» REQUIRED WORK: For the survival-book post below, mark each statement yes or no and quote the words from the post that settle it: (a) The family in the news had taken a back road in the National Forest and gotten snowed in. (b) The editor said the publisher usually offered large advances. (c) In the end, the publisher sent the standard contract along with a token advance.

» SOURCE EXTRACT:
----------

Monthly Archives: June 2012

The Illusion of Survival

Several years ago during that pesky time when the publishing house had accepted Desert Emergency Survival Basics for publication, but I hadn’t yet seen the contract they were proposing, the editor was asking for re-writes and a number of changes in the final draft. We discussed it on the phone a number of times and I was pecking away at it, but holding back until I’d seen what they were bringing to the table. 

But before I got too far along I got a call from him because of a news event.  A family in Oregon, or Washington had taken a back road in the National Forest, gotten snowed in, and died because they didn’t apply some of the basics suggested in the Survival Book.

Him:  The scope of the book is broader than the name suggests.  It shouldn’t require a lot of work to make it a general survival manual.

Me: A lot of work’s already gone into it.  And I’ve already re-written it the way you suggest earlier.  You’ve got it in front of you.  Before I do any more work on it you and I need to talk about money.  Every time I’ve asked about what you’re offering as an advance you’ve hedged.  Said you needed to discuss it with the boss.

Him:  We don’t usually offer much in the way of advances.  We’re not that big, even though we offer a lot of titles.

Me:  Then you and I probably don’t have much to talk about.  You know and I know I’m never going to see a penny beyond the advance.  I have a fair idea what’s contained in your standard contract.  I’m not going to lift another finger on this book until I see an advance, and if it’s not enough to pay for my time already, hearing you’re going to be flexible about changing the contract details.

Him:  I’ll talk to the boss.  But that book needs to be published.  That family might have survived if they’d read it.

Me:  I’ve got some survival issues of my own here.  Hypothetical people who might die won’t pay my rent.  I’ve already done the work.  But if you’re proposing to print that book and give it away so neither of us makes anything on it what you’re saying might make sense.  Appeal to my better nature.

Him:  I can’t do that.  We’re in business.

Ultimately they sent me the standard contract and offered a token advance.  The willingness to alter the details of the contract didn’t include changes that would have allowed me to eventually get paid for my labor by eliminating provisions for them to squirm out of paying.

I’ve thought about that a lot over the years and eventually concluded the entire concept of survival and survival books qualifies as a cruel hoax.  An ironic illusion.  Because human beings are going to experience death inevitably as a means of exiting the vehicle.  Some are going to die getting lost in the woods.  If they survive getting lost it’s almost certainly going to be luck, instinct, or common sense.

----------

Excerpts of pointing data
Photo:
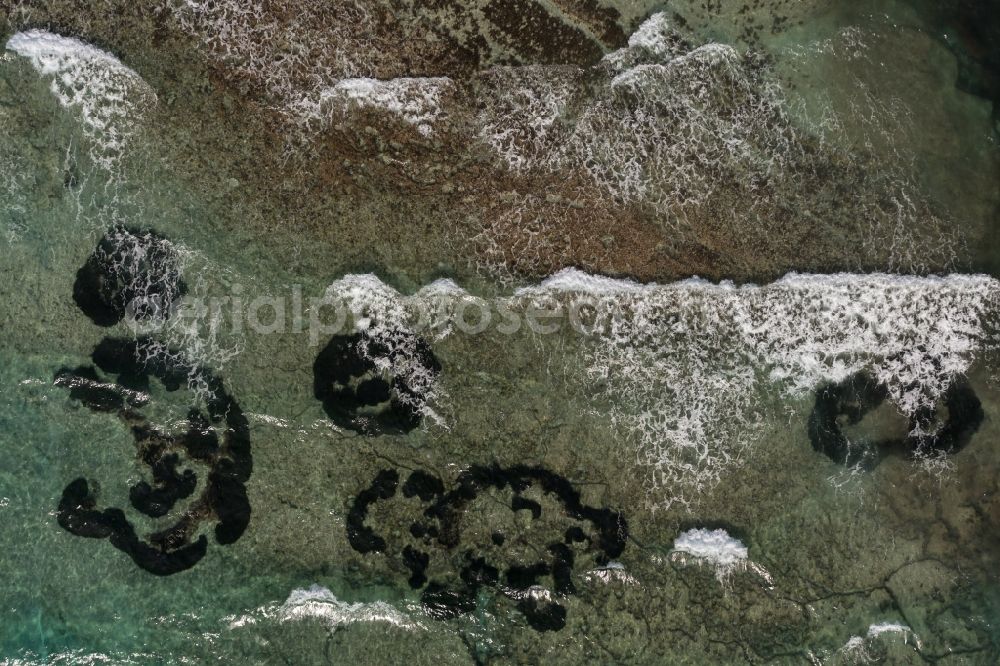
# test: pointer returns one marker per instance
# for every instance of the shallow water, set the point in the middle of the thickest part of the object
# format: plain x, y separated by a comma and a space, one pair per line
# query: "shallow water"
649, 444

----------

» SOLUTION:
(a) Yes: "had taken a back road in the National Forest, gotten snowed in, and died"
(b) No: "We don’t usually offer much in the way of advances."
(c) Yes: "Ultimately they sent me the standard contract and offered a token advance."